[STUDY TEXT]
Array Joining and Splitting

Several functions for combining (concatenating) and splitting up arrays are free functions in the NumPy module. The main functions (warning, these take a single tuple as their argument) are:

  • np.concatenate
  • np.vstack
  • np.column_stack
  • np.hstack

Combining arrays together is not ideal (because we have to reallocate memory - a slow operation). An alternative is to use Python lists (which append quickly on the right) until all (or sufficient) data is gathered and then convert to NumPy array.

Note, if you find yourself constantly needing to restack vectors into 2-D arrays (when doing linear algebra), you may want to look at NumPy's matrix class. Essentially, matrixs keep their 2-D shape throughout operations applied to them. They also define $*$ as matrix multiplication.

In [ ]:
joined = np.concatenate((np.array([1,2,3]),
                         np.array([4,5,6]),
                         np.array([7,8,9])))
print joined
In [ ]:
arr1 = np.arange(4).reshape(2,2)
arr2 = (np.arange(4).reshape(2,2) + 1) * 10

print np.concatenate((arr1, arr2), axis=0)
print np.concatenate((arr1, arr2), axis=1)
[/STUDY TEXT]
[DATA EXTRACTS]
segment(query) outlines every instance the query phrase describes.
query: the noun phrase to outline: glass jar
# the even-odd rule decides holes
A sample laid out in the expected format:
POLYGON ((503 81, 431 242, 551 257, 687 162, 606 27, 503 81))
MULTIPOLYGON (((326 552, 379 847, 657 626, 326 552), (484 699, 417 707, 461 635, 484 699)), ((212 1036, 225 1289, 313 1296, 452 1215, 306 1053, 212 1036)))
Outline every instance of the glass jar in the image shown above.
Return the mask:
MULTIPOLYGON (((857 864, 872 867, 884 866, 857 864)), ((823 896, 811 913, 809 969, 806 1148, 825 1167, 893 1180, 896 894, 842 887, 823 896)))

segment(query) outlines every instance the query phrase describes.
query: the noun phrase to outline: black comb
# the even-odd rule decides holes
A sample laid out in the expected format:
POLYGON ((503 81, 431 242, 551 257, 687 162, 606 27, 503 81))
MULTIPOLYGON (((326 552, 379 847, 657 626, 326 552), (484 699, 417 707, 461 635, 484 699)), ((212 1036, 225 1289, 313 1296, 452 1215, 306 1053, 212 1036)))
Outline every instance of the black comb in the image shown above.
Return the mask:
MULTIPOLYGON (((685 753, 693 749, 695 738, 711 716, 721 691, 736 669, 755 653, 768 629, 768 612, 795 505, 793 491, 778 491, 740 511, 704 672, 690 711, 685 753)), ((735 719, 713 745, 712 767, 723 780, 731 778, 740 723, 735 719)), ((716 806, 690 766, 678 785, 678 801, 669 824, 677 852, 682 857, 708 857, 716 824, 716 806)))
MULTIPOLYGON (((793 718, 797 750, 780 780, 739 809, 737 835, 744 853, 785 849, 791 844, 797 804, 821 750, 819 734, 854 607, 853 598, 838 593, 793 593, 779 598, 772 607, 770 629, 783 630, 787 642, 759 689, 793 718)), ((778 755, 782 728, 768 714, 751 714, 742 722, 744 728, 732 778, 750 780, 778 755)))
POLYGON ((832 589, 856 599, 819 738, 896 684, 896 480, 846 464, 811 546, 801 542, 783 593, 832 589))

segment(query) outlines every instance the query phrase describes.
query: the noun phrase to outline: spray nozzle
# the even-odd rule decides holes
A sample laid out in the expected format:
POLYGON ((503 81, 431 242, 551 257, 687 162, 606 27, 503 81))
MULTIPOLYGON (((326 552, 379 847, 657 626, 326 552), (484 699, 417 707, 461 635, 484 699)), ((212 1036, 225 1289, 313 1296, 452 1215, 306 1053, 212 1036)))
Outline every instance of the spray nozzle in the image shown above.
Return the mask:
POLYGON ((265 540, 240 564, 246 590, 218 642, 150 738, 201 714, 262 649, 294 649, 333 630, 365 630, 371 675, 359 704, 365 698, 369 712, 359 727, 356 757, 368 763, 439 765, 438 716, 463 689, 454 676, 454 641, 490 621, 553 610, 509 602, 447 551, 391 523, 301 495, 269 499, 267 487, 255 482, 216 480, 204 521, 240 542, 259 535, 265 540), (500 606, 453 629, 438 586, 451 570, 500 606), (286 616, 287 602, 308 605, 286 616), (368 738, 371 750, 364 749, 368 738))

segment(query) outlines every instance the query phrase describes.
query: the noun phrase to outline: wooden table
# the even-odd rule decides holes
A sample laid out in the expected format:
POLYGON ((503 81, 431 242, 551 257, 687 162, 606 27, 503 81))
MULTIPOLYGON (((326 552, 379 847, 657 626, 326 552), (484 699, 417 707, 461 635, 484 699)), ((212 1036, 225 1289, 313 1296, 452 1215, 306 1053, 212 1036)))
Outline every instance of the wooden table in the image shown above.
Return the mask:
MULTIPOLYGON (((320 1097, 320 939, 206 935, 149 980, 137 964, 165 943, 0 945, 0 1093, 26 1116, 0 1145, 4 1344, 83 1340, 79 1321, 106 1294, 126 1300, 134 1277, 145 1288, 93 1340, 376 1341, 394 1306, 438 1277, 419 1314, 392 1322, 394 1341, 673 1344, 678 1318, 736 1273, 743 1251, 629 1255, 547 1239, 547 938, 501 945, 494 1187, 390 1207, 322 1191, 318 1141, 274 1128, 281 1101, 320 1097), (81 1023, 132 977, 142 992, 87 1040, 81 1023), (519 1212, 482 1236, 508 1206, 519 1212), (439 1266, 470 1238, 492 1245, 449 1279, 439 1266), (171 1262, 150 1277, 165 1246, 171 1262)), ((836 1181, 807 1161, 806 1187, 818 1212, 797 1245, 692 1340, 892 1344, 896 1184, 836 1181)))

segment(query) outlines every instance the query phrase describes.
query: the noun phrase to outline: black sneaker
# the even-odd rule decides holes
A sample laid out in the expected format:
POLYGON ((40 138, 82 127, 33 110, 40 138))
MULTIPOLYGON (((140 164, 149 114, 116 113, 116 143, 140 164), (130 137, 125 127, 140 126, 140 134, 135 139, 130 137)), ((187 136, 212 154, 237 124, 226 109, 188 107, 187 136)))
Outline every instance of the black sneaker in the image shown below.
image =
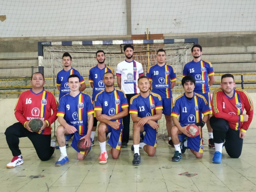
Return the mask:
POLYGON ((175 151, 174 155, 171 158, 171 161, 179 161, 181 159, 182 159, 182 154, 179 152, 179 151, 175 151))
POLYGON ((133 156, 133 160, 132 160, 133 165, 141 165, 142 160, 141 160, 141 155, 138 153, 134 154, 133 156))
POLYGON ((208 145, 208 146, 209 147, 210 147, 211 149, 215 149, 215 144, 214 144, 214 142, 213 141, 213 138, 210 138, 208 140, 208 142, 209 142, 209 145, 208 145))
POLYGON ((186 139, 186 138, 185 138, 184 139, 183 139, 182 140, 182 141, 181 142, 181 153, 182 154, 184 153, 185 152, 185 151, 186 151, 186 150, 187 149, 187 147, 185 147, 184 146, 184 143, 185 142, 185 141, 187 141, 186 142, 187 142, 187 140, 186 139))

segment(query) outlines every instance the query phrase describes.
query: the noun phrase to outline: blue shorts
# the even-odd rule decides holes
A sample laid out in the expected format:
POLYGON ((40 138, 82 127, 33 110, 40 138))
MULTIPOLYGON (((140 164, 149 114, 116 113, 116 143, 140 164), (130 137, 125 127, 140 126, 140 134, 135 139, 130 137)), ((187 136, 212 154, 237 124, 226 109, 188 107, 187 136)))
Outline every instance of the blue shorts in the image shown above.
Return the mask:
POLYGON ((212 111, 212 97, 211 96, 211 93, 209 92, 205 94, 200 94, 200 95, 204 96, 204 98, 205 98, 205 99, 206 99, 206 101, 207 101, 207 103, 208 103, 209 109, 211 111, 211 114, 212 114, 213 112, 212 111))
MULTIPOLYGON (((72 143, 71 143, 71 146, 73 148, 74 148, 75 151, 76 151, 79 153, 85 154, 85 151, 81 151, 78 149, 77 149, 77 143, 78 142, 78 141, 80 140, 80 138, 81 138, 81 137, 84 136, 80 135, 77 132, 75 132, 74 134, 74 137, 73 137, 73 140, 72 140, 72 143)), ((91 138, 91 142, 92 141, 92 138, 91 138)), ((91 146, 90 146, 90 148, 89 148, 89 152, 90 152, 90 151, 91 151, 91 146)))
MULTIPOLYGON (((181 123, 182 126, 185 126, 181 123)), ((186 137, 184 134, 179 135, 179 138, 181 141, 186 137)), ((202 153, 203 152, 203 134, 201 129, 201 133, 195 137, 187 137, 187 148, 191 149, 196 152, 202 153)))
POLYGON ((123 138, 123 124, 120 124, 120 128, 118 130, 113 129, 108 125, 107 126, 108 131, 106 133, 106 137, 109 133, 111 133, 108 143, 113 148, 121 150, 122 139, 123 138))
POLYGON ((163 101, 163 114, 171 115, 172 109, 172 98, 162 99, 163 101))
MULTIPOLYGON (((146 132, 143 142, 147 145, 156 147, 157 144, 157 139, 158 134, 156 129, 154 129, 151 127, 148 124, 144 125, 144 131, 146 132)), ((112 135, 111 135, 111 137, 112 135)))

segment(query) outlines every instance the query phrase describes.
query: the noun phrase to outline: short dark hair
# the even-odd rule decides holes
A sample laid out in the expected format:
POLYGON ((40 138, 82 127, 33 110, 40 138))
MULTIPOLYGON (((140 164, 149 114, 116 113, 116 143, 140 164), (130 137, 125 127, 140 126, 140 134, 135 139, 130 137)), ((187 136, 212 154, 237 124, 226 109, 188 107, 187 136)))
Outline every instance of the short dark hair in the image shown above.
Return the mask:
POLYGON ((147 79, 148 81, 149 81, 149 79, 148 79, 148 77, 147 77, 147 76, 145 76, 145 75, 142 75, 142 76, 141 76, 139 78, 139 79, 138 79, 138 82, 139 82, 139 81, 141 80, 142 79, 147 79))
POLYGON ((43 74, 42 74, 41 73, 40 73, 40 72, 36 72, 34 73, 33 73, 32 74, 32 75, 31 76, 31 80, 32 80, 32 78, 33 78, 33 75, 34 75, 34 74, 36 74, 36 73, 39 73, 39 74, 41 74, 41 75, 43 75, 43 81, 44 81, 44 77, 43 76, 43 74))
POLYGON ((159 49, 157 50, 157 52, 156 52, 156 55, 158 54, 158 52, 164 52, 164 54, 166 55, 165 53, 165 50, 164 49, 159 49))
POLYGON ((226 73, 221 76, 221 82, 222 83, 222 79, 225 78, 226 77, 232 77, 233 78, 233 80, 234 80, 234 82, 235 82, 235 78, 234 78, 234 76, 230 73, 226 73))
POLYGON ((65 52, 63 54, 63 55, 62 55, 62 60, 63 60, 63 57, 64 56, 69 56, 70 57, 70 60, 72 61, 72 57, 68 52, 65 52))
POLYGON ((98 53, 103 53, 104 54, 104 55, 105 55, 105 53, 104 53, 104 51, 103 51, 102 50, 98 50, 96 52, 96 57, 97 57, 97 54, 98 53))
POLYGON ((196 85, 196 80, 193 76, 191 75, 187 75, 182 78, 182 80, 181 80, 181 84, 182 84, 182 86, 184 87, 184 84, 188 82, 193 82, 194 85, 196 85))
POLYGON ((194 49, 194 47, 198 47, 200 49, 200 51, 201 52, 203 50, 203 49, 202 48, 202 46, 198 44, 194 45, 194 46, 192 47, 192 48, 191 48, 191 53, 193 52, 193 49, 194 49))
POLYGON ((69 78, 68 78, 68 82, 69 82, 70 78, 71 78, 72 77, 77 77, 78 79, 79 80, 79 82, 80 81, 80 78, 79 78, 79 76, 77 75, 76 75, 75 74, 73 74, 72 75, 70 75, 69 76, 69 78))
POLYGON ((103 78, 104 78, 104 76, 105 76, 105 75, 107 74, 112 74, 113 75, 113 77, 114 78, 114 75, 113 73, 112 73, 110 71, 107 71, 105 73, 104 73, 104 75, 103 75, 103 78))
POLYGON ((124 51, 125 52, 125 50, 126 50, 126 49, 127 49, 128 47, 132 49, 132 51, 134 50, 134 48, 133 47, 133 46, 132 45, 128 44, 128 45, 125 45, 125 46, 124 46, 124 51))

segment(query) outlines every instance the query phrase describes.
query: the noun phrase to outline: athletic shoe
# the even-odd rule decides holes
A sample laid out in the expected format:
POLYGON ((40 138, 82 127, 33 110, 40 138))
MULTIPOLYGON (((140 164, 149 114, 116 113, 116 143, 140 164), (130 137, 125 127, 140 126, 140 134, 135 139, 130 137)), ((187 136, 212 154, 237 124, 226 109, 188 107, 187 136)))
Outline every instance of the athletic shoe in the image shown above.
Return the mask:
MULTIPOLYGON (((66 144, 66 147, 69 147, 69 144, 66 144)), ((56 147, 55 147, 55 149, 57 150, 59 150, 59 146, 57 145, 56 147)))
POLYGON ((66 164, 67 163, 69 163, 69 160, 68 156, 66 156, 64 157, 60 156, 60 158, 58 159, 58 161, 55 163, 55 166, 62 166, 63 165, 66 164))
POLYGON ((122 148, 126 148, 127 147, 127 143, 126 142, 122 142, 121 147, 122 148))
POLYGON ((99 156, 99 163, 100 165, 106 164, 108 157, 108 153, 107 152, 101 153, 99 156))
POLYGON ((95 145, 95 143, 94 143, 94 140, 92 141, 91 143, 91 147, 94 146, 95 145))
POLYGON ((220 151, 215 151, 213 158, 213 163, 214 164, 220 164, 221 162, 222 153, 220 151))
POLYGON ((174 155, 171 158, 171 161, 179 161, 182 159, 182 154, 178 151, 174 151, 174 155))
POLYGON ((141 155, 139 155, 138 153, 134 154, 133 156, 133 160, 132 160, 132 165, 139 165, 142 163, 142 160, 141 160, 141 155))
POLYGON ((211 149, 215 149, 215 144, 214 144, 214 142, 213 141, 213 138, 209 138, 208 140, 208 142, 209 142, 209 145, 208 145, 209 147, 210 147, 211 149))
POLYGON ((23 158, 22 156, 19 157, 18 156, 15 156, 14 157, 11 162, 6 165, 6 167, 14 168, 22 164, 23 164, 23 158))
POLYGON ((168 141, 168 146, 174 147, 174 144, 173 144, 173 142, 171 139, 169 140, 168 141))
POLYGON ((187 142, 187 140, 185 138, 181 142, 181 153, 182 154, 184 153, 185 152, 185 151, 186 151, 186 150, 187 149, 187 147, 185 147, 184 146, 184 143, 186 141, 187 142))

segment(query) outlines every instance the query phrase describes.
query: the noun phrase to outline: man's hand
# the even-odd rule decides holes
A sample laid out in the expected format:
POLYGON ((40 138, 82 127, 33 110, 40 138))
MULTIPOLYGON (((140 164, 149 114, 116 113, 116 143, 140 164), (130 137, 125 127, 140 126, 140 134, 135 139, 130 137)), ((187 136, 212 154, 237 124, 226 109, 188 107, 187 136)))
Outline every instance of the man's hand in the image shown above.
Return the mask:
POLYGON ((87 134, 83 137, 81 137, 80 140, 83 139, 83 138, 85 139, 85 143, 84 143, 84 145, 85 145, 85 143, 87 142, 86 147, 90 147, 90 146, 91 146, 91 136, 89 136, 89 135, 87 134))
POLYGON ((246 122, 248 121, 248 116, 246 114, 243 114, 242 116, 243 116, 243 122, 246 122))
POLYGON ((144 126, 149 120, 149 117, 145 117, 141 118, 140 121, 138 122, 138 125, 140 126, 144 126))
POLYGON ((41 119, 42 121, 43 122, 43 126, 41 127, 41 129, 39 130, 39 131, 42 131, 43 129, 45 128, 47 126, 47 123, 45 121, 42 120, 41 119))
POLYGON ((101 114, 101 115, 99 115, 99 119, 107 119, 108 120, 111 120, 112 118, 111 118, 111 116, 108 116, 108 115, 104 115, 104 114, 101 114))
POLYGON ((148 120, 148 123, 154 129, 157 129, 159 128, 159 124, 154 121, 148 120))
POLYGON ((67 130, 67 132, 69 133, 70 134, 74 133, 74 132, 76 131, 76 129, 75 128, 75 127, 72 125, 70 125, 69 124, 65 128, 66 128, 66 129, 67 130))
POLYGON ((111 122, 110 123, 110 125, 113 129, 117 130, 119 129, 120 124, 121 123, 119 122, 118 122, 117 121, 114 121, 114 122, 111 122))
POLYGON ((240 131, 239 132, 239 137, 241 138, 243 138, 246 136, 246 133, 244 133, 243 131, 240 131))
POLYGON ((28 131, 30 131, 30 132, 32 132, 33 133, 33 131, 32 131, 30 129, 30 128, 29 127, 29 126, 28 126, 28 124, 29 123, 29 122, 30 122, 31 120, 28 121, 28 122, 27 122, 26 123, 25 123, 25 128, 28 130, 28 131))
[/DATA EXTRACTS]
# EXPLORE THE MATERIAL
- a) Using the array joining text, decide whether each statement agrees with it. Answer yes or no for each, and quote the words from the text that decide it.
(i) The main joining functions each take a single tuple as their argument.
(ii) Combining arrays is fast because no memory has to be reallocated.
(iii) NumPy's matrix class defines * as matrix multiplication.
- b) Extend the array joining text, picking up right after its last line.
None of the material is needed here.

# ANSWERS BELOW
- a)
(i) Yes: "these take a single tuple as their argument"
(ii) No: "because we have to reallocate memory - a slow operation"
(iii) Yes: "They also define $*$ as matrix multiplication."

- b)
Note, for concatenation, all dimensions (except the dimension being concatenated) must have the same size.

In [ ]:
arr1 = np.array([1,   2,  3])
arr2 = np.array([11, 22, 33])

# create a vertical stack
print "vstack:"
print np.vstack((arr1, 
                 arr2))       

# creates a column stack (horizontally)
print "column_stack:"
print np.column_stack((arr1, arr2)) 

# compare np.column_stack with np.hstack()
print "hstack (1D):"
print np.hstack((arr1, arr2)) # the 1-D arrays are not treated as columns
In [ ]:
arr = np.vstack((arr1, arr2))
print "original array:"
print arr

print "hstacking:"
print np.hstack((arr, arr)) # concatenate with 1D, but ok if we have 2D things

print "vstacking:"
print np.vstack((arr, arr))

Exercises: Array Joining (old ex. 5)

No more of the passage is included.